Ottawa Public School Trustee Serving with Charles Macnab (1919) and Herbert James Oliver (1920)
- In office 1919–1920
- Succeeded by: James E. McClenaghan
- Constituency: Dalhousie Ward

Personal details
- Born: December 29, 1851 Burnstown, Canada East
- Died: August 18, 1927 (aged 75) Ottawa
- Spouse: John Lorn McDougall (m. 1870; d. 1909)
- Children: 11

= Marion McDougall =

Canadian politician, philanthropist and relief worker

Marion Eliza King McDougall, née Morris (December 29, 1851 - August 18, 1927) was a Canadian politician, philanthropist and relief worker. She was the first woman to be elected in the city of Ottawa, Ontario, Canada.

McDougall was born in Burnstown, Ontario (then Canada East), the daughter of Peter Morris and Helen Bailey. The Morris family was a prominent pioneer family in Renfrew County. Her grandfather was the first registrar of the county, and her uncle was the first sheriff. Her family moved to Ottawa when she was about 9 years old.

RECORDS SUPPLIED |
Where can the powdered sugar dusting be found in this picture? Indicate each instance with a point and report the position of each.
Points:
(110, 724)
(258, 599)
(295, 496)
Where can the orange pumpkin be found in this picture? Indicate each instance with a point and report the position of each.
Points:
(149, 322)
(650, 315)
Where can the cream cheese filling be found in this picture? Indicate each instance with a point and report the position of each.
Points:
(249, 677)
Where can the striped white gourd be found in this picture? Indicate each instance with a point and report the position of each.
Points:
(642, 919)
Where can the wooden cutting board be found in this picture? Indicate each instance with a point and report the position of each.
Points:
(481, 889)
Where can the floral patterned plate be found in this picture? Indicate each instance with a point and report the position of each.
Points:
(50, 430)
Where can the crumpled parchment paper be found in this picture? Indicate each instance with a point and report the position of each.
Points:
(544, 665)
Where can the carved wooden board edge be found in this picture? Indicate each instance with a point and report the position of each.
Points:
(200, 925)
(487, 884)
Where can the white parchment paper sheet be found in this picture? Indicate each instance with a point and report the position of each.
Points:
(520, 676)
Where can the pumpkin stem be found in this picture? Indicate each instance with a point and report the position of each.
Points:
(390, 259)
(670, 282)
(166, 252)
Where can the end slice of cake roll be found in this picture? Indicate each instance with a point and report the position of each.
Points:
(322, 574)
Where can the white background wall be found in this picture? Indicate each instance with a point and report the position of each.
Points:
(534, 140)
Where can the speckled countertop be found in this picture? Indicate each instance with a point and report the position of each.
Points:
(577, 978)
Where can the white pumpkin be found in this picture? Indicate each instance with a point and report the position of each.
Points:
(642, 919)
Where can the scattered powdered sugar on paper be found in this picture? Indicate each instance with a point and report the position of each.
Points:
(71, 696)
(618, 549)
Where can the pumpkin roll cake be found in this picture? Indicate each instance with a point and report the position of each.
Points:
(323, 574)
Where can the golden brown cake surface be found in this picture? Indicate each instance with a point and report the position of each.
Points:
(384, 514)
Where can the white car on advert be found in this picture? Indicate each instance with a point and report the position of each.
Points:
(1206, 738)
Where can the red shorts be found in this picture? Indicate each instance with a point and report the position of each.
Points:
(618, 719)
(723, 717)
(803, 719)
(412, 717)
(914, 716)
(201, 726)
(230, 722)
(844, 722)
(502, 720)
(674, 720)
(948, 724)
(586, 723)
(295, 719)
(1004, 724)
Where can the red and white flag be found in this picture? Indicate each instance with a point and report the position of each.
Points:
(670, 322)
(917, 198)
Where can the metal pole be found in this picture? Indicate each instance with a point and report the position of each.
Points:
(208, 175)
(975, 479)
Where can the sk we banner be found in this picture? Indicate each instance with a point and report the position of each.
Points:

TASK DESCRIPTION |
Reproduce the full Marion McDougall page extract above, word for word, with no alterations.

OUTPUT FOR THIS EXERCISE |
Ottawa Public School Trustee Serving with Charles Macnab (1919) and Herbert James Oliver (1920)
- In office 1919–1920
- Succeeded by: James E. McClenaghan
- Constituency: Dalhousie Ward

Personal details
- Born: December 29, 1851 Burnstown, Canada East
- Died: August 18, 1927 (aged 75) Ottawa
- Spouse: John Lorn McDougall (m. 1870; d. 1909)
- Children: 11

= Marion McDougall =

Canadian politician, philanthropist and relief worker

Marion Eliza King McDougall, née Morris (December 29, 1851 - August 18, 1927) was a Canadian politician, philanthropist and relief worker. She was the first woman to be elected in the city of Ottawa, Ontario, Canada.

McDougall was born in Burnstown, Ontario (then Canada East), the daughter of Peter Morris and Helen Bailey. The Morris family was a prominent pioneer family in Renfrew County. Her grandfather was the first registrar of the county, and her uncle was the first sheriff. Her family moved to Ottawa when she was about 9 years old.